--- begin Raw data ---
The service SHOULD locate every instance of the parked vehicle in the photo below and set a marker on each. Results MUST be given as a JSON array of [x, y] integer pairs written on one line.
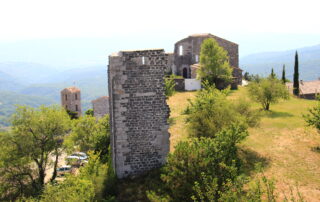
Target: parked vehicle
[[78, 155], [63, 170], [77, 159]]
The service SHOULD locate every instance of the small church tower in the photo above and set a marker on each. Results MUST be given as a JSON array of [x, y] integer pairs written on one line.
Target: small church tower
[[71, 100]]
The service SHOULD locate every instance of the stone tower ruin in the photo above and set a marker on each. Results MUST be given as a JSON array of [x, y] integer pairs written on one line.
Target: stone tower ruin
[[71, 99], [138, 111]]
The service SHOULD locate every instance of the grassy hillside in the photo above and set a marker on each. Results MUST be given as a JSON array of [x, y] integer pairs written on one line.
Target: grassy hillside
[[282, 143]]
--- end Raw data ---
> [Objective] Could you turn every line of the records above into a numbered list, skipping any blank lines and leaving the pictures out?

> [The output]
1. The service SHOULD locate every instance of the parked vehicle in the photo below and set a marker on each. Results MUST be given as a JSON array of [x, y] integer pairs written on one line.
2. Target: parked vehicle
3. [[78, 155], [63, 170], [77, 159]]
4. The service SHOULD locate every instance of the small church tower in the photo above and set a marker on each. Results MUST be given as a JSON array of [x, y] integer pairs written on one line.
5. Target: small church tower
6. [[71, 100]]
7. The service SHOULD locate every instance of the stone tower ruin in the photo above and set a marker on each. Results MUST be given as a JSON array of [x, y] integer pairs written on one line.
8. Target: stone tower ruin
9. [[71, 99], [138, 111]]
10. The service SHOULD locate every instance of the grassy hillside in the photo above and set a marker on each. Results MUST be given as a JSON array of [x, y] integer pairs written on one line.
11. Target: grassy hillside
12. [[282, 143]]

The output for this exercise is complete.